» **本文**
• • • •
写真ではよくわからないが閑静な住宅街の真ん中に位置していた。
以前ゴング用のブザー(現在もジムで使用・・・だいぶガタきているけど)の電源を切り忘れ、苦情が出たこともあったなあ。
・・・そりゃそうだわな、一晩中・・・3分経って「ブー」・・・一分経って「ブー」・・・・・・・が延々と繰り返されたらえらい迷惑だ・・・。


三角の細い方側から見た建物写真

2階建、余った土地を有効利用した日本の土地不足事情を解消した非常に画期的な建物である(当時としてはかなり先端を行っていたのではないか・・などと言ってみる)
しかし・・・・いい加減看板はずしてよ・・・。
(当たり前だが電話は現在使われておりません)
昔は向かって右の消化器入れに鍵を隠しており、夕方練習に行くと知らない近所の子供がジムの中に入っていたという事も・・・。
• • • •
» **問題 1**
以下の記録から「overcast」という語を含む行をすべて抜き出し、そのまま示してください。

» **入力資料**
• • • •
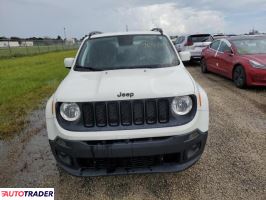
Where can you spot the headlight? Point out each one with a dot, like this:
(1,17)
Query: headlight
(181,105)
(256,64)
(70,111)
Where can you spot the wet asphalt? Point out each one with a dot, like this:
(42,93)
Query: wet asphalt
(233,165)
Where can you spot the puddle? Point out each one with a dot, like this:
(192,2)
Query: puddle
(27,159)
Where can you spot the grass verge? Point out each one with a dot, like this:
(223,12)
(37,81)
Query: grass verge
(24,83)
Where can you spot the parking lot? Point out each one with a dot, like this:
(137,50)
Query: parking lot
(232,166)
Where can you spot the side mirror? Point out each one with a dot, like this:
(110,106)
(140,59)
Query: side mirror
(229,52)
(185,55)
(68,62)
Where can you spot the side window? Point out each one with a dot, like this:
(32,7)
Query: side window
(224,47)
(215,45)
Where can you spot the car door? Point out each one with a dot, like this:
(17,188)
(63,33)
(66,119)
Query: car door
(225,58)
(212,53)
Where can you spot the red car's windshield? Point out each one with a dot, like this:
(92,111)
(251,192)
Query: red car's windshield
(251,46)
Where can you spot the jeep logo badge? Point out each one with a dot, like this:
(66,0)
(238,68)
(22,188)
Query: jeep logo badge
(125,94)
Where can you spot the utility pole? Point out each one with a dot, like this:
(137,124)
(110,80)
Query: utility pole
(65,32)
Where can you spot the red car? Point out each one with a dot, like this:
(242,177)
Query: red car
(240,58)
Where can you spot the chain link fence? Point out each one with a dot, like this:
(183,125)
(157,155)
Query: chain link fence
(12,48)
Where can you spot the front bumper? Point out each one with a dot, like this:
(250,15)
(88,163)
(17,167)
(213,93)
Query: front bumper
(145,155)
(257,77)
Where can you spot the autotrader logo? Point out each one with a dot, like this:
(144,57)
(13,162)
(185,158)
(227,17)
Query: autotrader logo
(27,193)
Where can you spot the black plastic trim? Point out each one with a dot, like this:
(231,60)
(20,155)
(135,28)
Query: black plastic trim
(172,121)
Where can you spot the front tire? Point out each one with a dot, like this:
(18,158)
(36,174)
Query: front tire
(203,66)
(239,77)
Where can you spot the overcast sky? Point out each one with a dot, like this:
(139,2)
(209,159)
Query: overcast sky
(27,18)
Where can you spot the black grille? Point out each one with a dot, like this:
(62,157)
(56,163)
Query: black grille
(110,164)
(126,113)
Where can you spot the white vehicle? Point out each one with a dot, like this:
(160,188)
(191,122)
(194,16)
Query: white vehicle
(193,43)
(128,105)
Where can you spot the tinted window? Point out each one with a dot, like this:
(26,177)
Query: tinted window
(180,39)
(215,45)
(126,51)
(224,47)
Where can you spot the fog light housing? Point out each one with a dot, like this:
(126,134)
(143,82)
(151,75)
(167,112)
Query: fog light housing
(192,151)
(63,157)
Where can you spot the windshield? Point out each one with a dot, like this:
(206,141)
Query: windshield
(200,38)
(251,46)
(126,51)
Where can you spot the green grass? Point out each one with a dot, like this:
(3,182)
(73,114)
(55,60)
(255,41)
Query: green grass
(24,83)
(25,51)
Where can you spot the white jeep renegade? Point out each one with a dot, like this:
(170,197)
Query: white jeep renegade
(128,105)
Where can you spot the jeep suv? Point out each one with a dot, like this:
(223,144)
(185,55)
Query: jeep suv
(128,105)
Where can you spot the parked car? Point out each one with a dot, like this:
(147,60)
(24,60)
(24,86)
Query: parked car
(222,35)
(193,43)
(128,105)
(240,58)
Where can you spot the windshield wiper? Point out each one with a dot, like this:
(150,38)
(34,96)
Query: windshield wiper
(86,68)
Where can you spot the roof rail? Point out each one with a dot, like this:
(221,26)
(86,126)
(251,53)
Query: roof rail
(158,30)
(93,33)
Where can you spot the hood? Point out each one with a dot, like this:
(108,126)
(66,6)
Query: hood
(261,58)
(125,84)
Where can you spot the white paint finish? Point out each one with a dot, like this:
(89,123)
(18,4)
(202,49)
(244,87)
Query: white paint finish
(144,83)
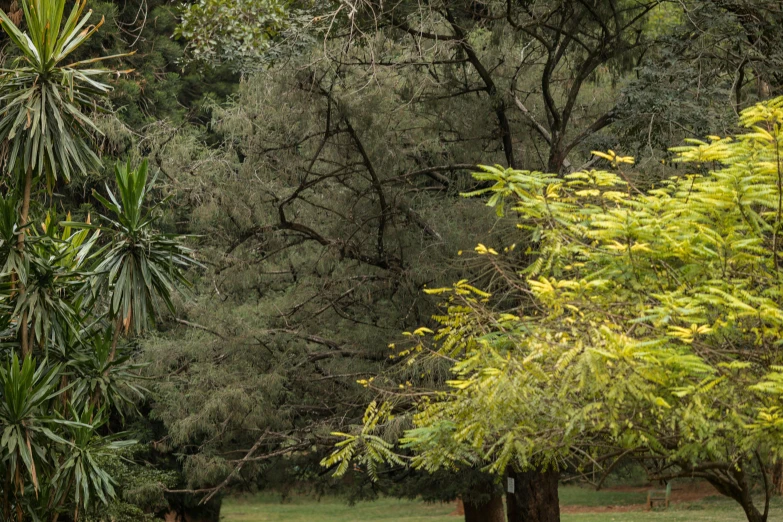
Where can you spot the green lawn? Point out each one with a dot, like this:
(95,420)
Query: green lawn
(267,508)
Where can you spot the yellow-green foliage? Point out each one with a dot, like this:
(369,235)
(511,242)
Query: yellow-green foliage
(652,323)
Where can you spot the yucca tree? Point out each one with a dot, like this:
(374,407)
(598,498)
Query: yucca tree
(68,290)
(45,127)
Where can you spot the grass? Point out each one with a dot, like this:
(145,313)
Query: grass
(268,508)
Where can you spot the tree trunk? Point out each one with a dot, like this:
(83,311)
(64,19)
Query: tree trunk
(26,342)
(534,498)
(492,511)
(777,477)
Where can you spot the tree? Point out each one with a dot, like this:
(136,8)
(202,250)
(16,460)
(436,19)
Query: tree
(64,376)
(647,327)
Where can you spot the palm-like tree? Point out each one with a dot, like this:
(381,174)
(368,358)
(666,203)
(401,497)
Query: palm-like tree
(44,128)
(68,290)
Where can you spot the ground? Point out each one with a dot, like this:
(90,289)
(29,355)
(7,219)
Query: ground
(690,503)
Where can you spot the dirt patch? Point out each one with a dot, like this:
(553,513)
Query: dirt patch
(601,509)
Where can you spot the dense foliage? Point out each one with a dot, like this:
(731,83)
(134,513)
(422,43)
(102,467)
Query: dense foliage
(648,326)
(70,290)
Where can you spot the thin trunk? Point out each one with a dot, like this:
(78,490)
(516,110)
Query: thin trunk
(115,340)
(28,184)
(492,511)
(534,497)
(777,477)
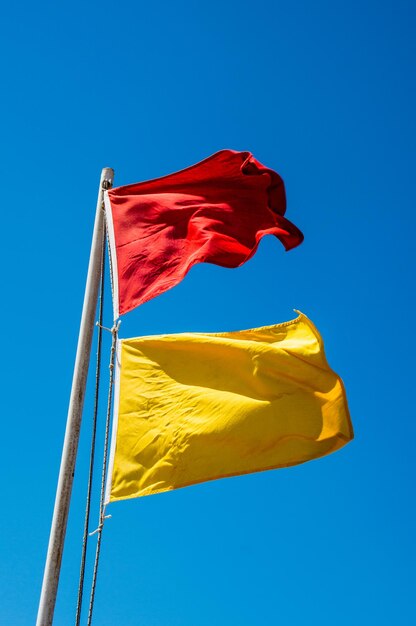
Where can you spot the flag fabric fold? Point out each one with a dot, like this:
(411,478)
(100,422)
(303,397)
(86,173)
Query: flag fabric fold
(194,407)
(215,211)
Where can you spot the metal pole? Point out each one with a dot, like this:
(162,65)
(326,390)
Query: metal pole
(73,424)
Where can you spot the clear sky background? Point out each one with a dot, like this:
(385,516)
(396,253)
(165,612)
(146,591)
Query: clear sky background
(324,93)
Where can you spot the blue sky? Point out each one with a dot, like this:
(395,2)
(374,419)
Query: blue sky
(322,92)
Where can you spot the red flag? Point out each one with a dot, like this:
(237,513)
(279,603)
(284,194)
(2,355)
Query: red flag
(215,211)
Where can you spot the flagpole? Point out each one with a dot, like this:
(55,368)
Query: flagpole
• • • •
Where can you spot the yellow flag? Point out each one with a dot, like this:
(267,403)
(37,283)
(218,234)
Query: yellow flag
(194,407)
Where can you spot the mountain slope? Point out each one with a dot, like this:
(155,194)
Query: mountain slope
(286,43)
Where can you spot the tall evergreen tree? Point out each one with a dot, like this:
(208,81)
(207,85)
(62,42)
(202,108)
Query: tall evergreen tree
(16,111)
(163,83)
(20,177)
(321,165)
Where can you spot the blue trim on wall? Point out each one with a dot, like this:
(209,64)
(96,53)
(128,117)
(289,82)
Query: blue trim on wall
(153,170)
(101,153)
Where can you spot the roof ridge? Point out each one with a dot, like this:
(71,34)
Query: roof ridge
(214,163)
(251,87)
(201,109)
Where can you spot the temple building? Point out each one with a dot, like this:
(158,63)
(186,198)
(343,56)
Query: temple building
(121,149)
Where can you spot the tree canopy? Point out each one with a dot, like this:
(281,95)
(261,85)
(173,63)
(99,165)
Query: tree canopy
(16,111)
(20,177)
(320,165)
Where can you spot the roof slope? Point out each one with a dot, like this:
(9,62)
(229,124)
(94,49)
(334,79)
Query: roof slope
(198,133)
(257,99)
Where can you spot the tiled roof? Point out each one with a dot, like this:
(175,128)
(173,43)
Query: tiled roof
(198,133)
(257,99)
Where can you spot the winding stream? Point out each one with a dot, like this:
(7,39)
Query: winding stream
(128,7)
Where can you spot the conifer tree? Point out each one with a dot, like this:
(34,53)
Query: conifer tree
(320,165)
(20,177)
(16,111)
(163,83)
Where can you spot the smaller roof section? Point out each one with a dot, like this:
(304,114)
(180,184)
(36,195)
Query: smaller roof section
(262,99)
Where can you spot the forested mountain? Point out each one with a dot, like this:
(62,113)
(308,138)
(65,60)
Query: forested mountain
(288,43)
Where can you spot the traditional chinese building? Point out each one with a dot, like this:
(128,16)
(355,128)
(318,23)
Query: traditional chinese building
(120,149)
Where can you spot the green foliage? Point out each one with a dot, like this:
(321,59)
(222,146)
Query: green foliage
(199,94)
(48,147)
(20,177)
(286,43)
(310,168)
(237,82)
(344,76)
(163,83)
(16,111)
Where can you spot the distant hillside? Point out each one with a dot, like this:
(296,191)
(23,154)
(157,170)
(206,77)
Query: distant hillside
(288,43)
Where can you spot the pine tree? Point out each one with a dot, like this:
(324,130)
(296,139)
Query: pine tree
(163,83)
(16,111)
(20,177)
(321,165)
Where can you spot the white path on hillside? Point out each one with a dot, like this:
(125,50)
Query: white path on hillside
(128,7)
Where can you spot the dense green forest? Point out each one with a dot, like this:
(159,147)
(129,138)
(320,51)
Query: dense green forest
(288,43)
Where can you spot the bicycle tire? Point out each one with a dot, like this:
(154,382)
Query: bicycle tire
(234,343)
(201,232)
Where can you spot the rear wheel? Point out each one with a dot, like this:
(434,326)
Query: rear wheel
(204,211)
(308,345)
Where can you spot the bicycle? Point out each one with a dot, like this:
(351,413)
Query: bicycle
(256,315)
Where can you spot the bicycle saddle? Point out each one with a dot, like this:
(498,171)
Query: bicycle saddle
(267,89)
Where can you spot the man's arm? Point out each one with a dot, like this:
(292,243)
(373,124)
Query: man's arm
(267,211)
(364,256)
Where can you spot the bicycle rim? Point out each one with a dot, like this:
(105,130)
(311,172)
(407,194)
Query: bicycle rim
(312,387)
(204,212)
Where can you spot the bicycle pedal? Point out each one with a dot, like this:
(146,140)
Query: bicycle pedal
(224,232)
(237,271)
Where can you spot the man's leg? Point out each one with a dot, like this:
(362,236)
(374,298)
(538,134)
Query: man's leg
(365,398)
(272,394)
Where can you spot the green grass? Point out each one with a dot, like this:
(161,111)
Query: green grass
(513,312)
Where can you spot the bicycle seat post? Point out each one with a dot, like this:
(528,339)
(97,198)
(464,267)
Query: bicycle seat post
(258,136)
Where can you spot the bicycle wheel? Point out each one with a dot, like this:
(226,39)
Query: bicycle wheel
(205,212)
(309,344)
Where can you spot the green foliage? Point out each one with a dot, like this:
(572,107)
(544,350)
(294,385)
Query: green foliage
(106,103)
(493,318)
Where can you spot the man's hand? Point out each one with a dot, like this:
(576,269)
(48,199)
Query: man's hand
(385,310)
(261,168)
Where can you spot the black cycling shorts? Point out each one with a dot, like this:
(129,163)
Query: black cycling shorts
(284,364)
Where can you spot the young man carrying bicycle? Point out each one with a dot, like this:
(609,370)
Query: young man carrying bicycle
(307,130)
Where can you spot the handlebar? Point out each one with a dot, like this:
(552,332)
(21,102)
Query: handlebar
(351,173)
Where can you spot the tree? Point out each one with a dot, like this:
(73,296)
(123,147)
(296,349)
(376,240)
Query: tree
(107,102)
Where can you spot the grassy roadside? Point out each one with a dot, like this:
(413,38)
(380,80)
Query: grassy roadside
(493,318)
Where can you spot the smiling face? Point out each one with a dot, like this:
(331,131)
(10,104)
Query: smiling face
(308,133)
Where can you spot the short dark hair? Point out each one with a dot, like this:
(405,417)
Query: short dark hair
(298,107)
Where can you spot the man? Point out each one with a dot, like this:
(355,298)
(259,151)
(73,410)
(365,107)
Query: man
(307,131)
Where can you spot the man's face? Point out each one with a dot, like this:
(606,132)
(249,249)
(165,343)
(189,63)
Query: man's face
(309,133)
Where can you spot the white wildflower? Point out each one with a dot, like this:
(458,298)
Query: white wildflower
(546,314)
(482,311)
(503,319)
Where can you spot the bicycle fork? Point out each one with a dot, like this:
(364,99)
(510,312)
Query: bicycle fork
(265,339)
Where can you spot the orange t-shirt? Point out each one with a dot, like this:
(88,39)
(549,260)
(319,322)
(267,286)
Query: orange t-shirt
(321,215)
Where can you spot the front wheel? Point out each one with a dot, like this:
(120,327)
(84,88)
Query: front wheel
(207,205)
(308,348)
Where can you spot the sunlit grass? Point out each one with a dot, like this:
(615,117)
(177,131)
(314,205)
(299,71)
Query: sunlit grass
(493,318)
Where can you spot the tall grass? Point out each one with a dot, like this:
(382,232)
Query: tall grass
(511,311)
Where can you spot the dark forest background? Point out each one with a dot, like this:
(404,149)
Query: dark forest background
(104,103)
• • • •
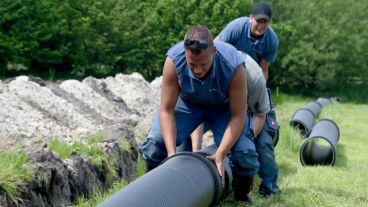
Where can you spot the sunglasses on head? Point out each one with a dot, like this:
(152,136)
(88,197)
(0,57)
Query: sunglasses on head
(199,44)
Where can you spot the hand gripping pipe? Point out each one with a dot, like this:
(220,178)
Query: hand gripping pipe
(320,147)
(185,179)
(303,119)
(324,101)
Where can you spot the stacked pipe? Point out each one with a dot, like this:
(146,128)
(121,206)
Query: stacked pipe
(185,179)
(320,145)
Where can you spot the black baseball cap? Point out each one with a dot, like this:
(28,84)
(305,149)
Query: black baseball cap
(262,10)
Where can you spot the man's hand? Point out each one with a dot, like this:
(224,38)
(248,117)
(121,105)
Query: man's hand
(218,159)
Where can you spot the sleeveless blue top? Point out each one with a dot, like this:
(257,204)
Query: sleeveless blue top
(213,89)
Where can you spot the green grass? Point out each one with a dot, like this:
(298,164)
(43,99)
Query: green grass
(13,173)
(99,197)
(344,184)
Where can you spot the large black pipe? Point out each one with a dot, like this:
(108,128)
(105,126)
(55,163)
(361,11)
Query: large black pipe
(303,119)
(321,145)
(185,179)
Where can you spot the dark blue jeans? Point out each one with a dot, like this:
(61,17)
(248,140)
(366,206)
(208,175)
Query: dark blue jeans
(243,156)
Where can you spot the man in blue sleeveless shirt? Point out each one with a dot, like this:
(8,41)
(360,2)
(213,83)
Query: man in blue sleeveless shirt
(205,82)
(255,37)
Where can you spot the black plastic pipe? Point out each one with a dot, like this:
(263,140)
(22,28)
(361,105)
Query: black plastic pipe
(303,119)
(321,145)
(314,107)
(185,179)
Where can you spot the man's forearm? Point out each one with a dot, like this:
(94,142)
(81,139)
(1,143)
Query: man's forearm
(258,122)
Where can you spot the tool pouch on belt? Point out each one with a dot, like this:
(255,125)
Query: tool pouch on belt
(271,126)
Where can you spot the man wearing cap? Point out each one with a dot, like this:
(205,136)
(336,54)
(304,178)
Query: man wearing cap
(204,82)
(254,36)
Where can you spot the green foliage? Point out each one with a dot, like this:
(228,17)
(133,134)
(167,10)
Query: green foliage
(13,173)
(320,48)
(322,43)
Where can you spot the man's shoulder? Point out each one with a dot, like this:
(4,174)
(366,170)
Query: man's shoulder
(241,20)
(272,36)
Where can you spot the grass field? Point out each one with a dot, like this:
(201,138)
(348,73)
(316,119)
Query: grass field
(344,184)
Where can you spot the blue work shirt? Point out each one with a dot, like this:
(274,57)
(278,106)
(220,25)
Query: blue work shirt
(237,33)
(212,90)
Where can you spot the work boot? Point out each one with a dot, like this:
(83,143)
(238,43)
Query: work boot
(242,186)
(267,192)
• • • •
» **問題 2**
記録より前に載っている、かつてのジムの建物についての本文を、最後の文の後から書き続けよ。

» **解答 1**
Where can you spot the overcast sky? Point out each one with a dot, like this:
Query: overcast sky

» **解答 2**
シャワーをつける前は水道のみしか使用できず、夏などは練習後道路に出て水浴び等をしたこともあったな・・・。(冬は当然無理)

今回探訪時はドアが開いており、中から物音が聞こえる・・・。
「?」と思い一瞬躊躇したが、せっかく来たのだから中に入る・・・、
すると・・・。
ジム入ってすぐ

数名の若い衆がなにやら仕込みの真っ最中であった。
「すみません」と声をかけると。
突然のアビT着たあやしい男(自分の事・アビT=AVIS Tシャツ)の訪問に訝しげの表情でこちらを見ている。
「以前ここがキックのジムだった頃に居た者ですが、中の写真を撮らせて頂けないでしょうか?」
と言ったがあまり理解をしていない様子。
奥からもう一名が出てきたので同じ事を言うと。
若い衆:「ああ、どうぞ、今は見る影も無いのでそれでも良かったら・・・」
私:「はい、その見る影ないのを撮りたいんです・・・」
そこで外に止めてあった車と過去の記憶が繋がった・・・。
そういえばジムの先輩(元MAフェザー級チャンピオン・現キングジムトレーナー)であった青山 隆先輩がクレープ屋をやっていた な・・・(昔自分も手伝ったことがある)
私:「もしかして・・・青山さんがやられているクレープ屋さんですか?」
若い衆:「え、ぇぇ・・・」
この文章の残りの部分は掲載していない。